*** Document extract Section Begins ***

We have a lot of consideration for inclusivity in many different kinds of models that we develop. For instance, we work very hard to make our Gemini model multilingual because we think it's really important that all people have access to high-quality AI systems regardless of what language it is. That's one form of inclusivity.
Another example is if you're training an image model and you have a bunch of photos that have been labelled as "weddings" but they only show the more traditional North American white gown photo, which doesn't represent the full diversity of weddings globally. So you want to make sure that you've collected data representative of weddings around the world. We pay quite a lot of attention to that, and we do safety testing of various kinds for our models before we release them.
Beyond that, we’re enabling inclusivity through the release of Gemma, our open-source AI model that is smaller than Gemini. Gemma comes in several sizes and can run on a single GPU or TPU. This is important as it makes AI more accessible to many more people who don't have access to lots of specialised hardware.
Google DeepMind has consistently explored biologically inspired models and brain-like architectures as part of its mission to build artificial general intelligence (AGI). How much of today’s machine learning/ AI is truly biologically inspired?
It's important to realise that even the machine learning models we use today are loosely biologically inspired. They’re artificial neural networks. Each neural network is made up of a bunch of artificial neurons, and each artificial neuron is designed to behave kind of like how we think real neurons behave.
They take in a bunch of inputs, apply weights to those inputs, and then decide how strong an output to produce based on the collective signals they receive. That’s basically how deep learning models work—they have layers of these neurons, and the lower layers tend to learn very primitive features.
In the context of visual models, at the lowest level, we might have a neuron that gets excited when it sees a little blotch of red. Another neuron might get excited by a line in a specific orientation. Then, in the next layer up, the model starts learning combinations of these features—maybe red next to a line, or a certain texture.
As you go higher up the layers, more complex patterns emerge—like a wheel detector, a car detector, or even a nose-and-ears detector. This whole layered approach is biologically inspired.
As neuroscientists learn more about how real brains work, we definitely want to adapt some of those ideas and see if they help us build better artificial models.
Now, neuroscience itself is still a field where there’s a lot more we don’t know than we do. For example, within Google Research, we have a project in connectomics—the study of brain connectivity. The goal is to take a piece of brain tissue and map out how every neuron is connected, whether it’s in a small cube of tissue or an entire brain (in small organisms).
We’ve been working on this for maybe eight to ten years. We started with a fly brain, then moved to a piece of a mouse brain, then a whole mouse brain, and most recently, we’ve done a significant chunk of a human brain—about a cubic centimetre.
We’re basically using AI to reconstruct the brain. We take a tiny piece of tissue and slice it into ultra-thin layers using a very fine knife. Then we image each layer with an electron microscope. The challenge is that when you see a neuron in one slice, how do you figure out where that same neuron appears in the next slice?
We’ve turned this into a game called Eyewire, where people could trace neurons through slices and label them—like, “This is neuron 7,” and then find the next piece of neuron 7 in the layer below. That helped us build training data. With enough of that data, we could train models to predict neuron connectivity automatically across slices. You can search “Google Connectomics Visualizer" to learn more about it.
(This interview has been edited for clarity and length.)

*** Document extract Section Ends ***

According to the interview, what hardware can Gemma run on? The records have no connection to the interview.

*** Dataset entries Section Begins ***

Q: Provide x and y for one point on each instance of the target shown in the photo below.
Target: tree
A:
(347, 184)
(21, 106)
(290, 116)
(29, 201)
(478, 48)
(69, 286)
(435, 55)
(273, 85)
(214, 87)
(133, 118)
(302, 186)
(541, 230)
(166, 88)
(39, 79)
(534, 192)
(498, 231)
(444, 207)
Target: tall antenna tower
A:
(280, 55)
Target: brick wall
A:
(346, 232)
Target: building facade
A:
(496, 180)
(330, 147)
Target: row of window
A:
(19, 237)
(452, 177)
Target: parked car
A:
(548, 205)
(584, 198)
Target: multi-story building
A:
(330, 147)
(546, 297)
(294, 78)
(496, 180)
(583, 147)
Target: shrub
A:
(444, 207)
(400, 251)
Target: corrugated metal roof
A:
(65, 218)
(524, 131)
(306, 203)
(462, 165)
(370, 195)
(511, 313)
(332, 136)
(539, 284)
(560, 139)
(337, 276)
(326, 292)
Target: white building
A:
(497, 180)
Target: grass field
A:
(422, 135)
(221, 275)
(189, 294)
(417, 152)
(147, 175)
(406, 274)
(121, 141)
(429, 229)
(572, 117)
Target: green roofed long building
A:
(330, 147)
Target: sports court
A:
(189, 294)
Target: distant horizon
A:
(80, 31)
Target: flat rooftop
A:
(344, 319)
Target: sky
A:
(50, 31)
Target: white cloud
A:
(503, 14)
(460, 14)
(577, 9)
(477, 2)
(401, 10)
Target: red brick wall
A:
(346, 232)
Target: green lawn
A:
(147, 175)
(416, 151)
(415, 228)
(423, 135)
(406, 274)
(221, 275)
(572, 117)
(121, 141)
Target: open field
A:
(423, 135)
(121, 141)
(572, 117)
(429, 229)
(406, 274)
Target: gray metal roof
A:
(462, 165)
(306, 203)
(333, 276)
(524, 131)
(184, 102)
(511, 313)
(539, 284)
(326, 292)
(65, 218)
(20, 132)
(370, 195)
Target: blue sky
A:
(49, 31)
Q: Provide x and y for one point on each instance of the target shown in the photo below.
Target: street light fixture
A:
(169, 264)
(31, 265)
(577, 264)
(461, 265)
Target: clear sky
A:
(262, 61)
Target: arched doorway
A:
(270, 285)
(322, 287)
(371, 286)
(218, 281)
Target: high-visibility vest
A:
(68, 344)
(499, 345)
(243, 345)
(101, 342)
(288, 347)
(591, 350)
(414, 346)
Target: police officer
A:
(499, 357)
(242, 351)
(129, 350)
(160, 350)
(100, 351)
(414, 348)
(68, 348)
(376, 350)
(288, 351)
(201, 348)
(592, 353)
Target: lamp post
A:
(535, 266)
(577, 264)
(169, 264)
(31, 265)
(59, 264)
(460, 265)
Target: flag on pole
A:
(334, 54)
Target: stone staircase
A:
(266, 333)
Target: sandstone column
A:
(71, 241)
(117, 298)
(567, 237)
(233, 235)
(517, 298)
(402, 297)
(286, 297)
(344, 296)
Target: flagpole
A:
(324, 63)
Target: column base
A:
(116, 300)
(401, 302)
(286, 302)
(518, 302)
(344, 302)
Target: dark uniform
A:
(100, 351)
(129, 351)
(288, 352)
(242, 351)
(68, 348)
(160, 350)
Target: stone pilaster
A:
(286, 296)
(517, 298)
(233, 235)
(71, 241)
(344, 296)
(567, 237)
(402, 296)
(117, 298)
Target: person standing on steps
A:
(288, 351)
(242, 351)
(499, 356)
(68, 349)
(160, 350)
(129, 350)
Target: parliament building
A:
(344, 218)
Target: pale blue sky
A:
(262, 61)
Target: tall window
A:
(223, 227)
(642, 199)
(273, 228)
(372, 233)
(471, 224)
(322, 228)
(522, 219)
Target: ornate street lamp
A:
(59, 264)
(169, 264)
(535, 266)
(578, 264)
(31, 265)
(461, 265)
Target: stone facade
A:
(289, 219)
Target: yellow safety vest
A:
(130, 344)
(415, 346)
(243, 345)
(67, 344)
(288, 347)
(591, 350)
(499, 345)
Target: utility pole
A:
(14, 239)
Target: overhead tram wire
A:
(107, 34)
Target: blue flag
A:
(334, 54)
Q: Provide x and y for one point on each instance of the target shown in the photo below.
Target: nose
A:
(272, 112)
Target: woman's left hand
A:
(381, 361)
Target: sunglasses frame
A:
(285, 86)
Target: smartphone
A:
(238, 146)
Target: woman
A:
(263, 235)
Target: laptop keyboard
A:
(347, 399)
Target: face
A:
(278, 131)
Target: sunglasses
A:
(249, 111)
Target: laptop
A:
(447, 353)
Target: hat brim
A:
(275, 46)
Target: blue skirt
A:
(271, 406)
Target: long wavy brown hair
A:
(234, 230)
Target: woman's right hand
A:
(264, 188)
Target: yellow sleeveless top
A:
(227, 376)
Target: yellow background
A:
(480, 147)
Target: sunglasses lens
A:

*** Dataset entries Section Ends ***

**Output below:** A single GPU or TPU.